-- START OF Selected text --
Yes, definitely seek out Wendy's Ford Sterling book! It is a very worthy addition to anyone's library. And unlike Chaplin, Hitchcock, etc., it's likely the only book on Ford Sterling that will ever be issued--fortunately for us, it's a quality one!

Regarding my Mack Sennett book, first of all Bruce I don't know when it will be released, and definitely can't verify your statement of later this year--that will be the publisher's (McFarland) decision. All I know is that I finally sent off my manuscript, so I'm no longer my own roadblock.

And the book will indeed have a great deal of biographical information about Mack Sennett, it just won't be a "biography" per se. It will be a history of the life and career of Mack Sennett and his studio, with a really detailed filmography and several 100 biographies of Sennett/Keystone before-and-behind the scenes players (a number of whom not only have never had any kind of biography written about them before, and even a few who were--until the book comes out--completely unknown to all except their family and friends).
-- END OF Selected text --
Written task 1: In the records, starting at the line containing "find the church steeple in the photo above" and continuing through the last line, substitute "tower" for "steeple" and give those lines back with nothing else altered.
The text and the records are unrelated material.
-- START OF Stored data --
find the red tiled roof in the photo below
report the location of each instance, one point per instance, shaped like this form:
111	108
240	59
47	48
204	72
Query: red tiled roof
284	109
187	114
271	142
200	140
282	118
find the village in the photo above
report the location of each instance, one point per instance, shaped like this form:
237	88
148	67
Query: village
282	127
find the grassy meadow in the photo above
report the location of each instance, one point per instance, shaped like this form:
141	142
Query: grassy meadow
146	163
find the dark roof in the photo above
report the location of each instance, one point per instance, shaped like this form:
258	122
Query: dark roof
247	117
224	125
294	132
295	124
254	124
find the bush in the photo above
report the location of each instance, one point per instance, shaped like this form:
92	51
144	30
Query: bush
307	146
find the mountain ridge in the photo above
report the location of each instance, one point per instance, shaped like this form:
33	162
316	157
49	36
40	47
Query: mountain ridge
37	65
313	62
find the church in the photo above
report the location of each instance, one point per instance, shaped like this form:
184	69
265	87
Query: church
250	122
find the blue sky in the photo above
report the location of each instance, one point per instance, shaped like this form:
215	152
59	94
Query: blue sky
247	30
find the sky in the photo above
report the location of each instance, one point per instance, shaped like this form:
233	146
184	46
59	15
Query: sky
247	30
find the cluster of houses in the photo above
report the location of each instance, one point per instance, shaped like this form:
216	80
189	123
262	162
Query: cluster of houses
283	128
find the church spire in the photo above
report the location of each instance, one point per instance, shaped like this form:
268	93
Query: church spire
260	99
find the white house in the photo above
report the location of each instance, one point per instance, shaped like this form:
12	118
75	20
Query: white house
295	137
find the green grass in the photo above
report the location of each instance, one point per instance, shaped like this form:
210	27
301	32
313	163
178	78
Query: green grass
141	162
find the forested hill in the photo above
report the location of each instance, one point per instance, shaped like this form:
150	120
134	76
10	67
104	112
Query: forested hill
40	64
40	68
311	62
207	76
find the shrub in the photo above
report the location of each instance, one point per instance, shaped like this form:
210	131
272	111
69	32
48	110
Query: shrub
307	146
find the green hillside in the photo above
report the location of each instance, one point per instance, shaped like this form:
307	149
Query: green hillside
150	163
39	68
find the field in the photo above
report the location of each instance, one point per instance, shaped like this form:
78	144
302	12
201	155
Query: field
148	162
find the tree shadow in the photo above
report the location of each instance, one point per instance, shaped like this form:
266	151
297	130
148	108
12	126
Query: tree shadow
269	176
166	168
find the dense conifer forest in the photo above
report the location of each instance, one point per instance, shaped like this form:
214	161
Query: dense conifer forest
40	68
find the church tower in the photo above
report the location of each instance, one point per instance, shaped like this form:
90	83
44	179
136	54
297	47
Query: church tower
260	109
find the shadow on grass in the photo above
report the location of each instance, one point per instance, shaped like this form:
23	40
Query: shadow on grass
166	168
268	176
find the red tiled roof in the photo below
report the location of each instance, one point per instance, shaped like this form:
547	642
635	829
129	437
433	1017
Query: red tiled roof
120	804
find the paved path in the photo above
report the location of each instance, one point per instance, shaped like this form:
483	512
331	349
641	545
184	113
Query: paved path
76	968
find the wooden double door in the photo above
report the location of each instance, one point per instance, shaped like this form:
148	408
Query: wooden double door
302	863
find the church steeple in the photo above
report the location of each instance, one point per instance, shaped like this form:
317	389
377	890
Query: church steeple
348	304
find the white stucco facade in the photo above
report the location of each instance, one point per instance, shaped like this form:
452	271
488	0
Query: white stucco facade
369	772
-- END OF Stored data --
Written task 2: According to the text about the Ford Sterling and Mack Sennett books, who will decide when the Mack Sennett book is released?

Full response 1:
find the church tower in the photo above
report the location of each instance, one point per instance, shaped like this form:
317	389
377	890
Query: church tower
348	304
find the white stucco facade in the photo above
report the location of each instance, one point per instance, shaped like this form:
452	271
488	0
Query: white stucco facade
369	772

Full response 2: The publisher, McFarland.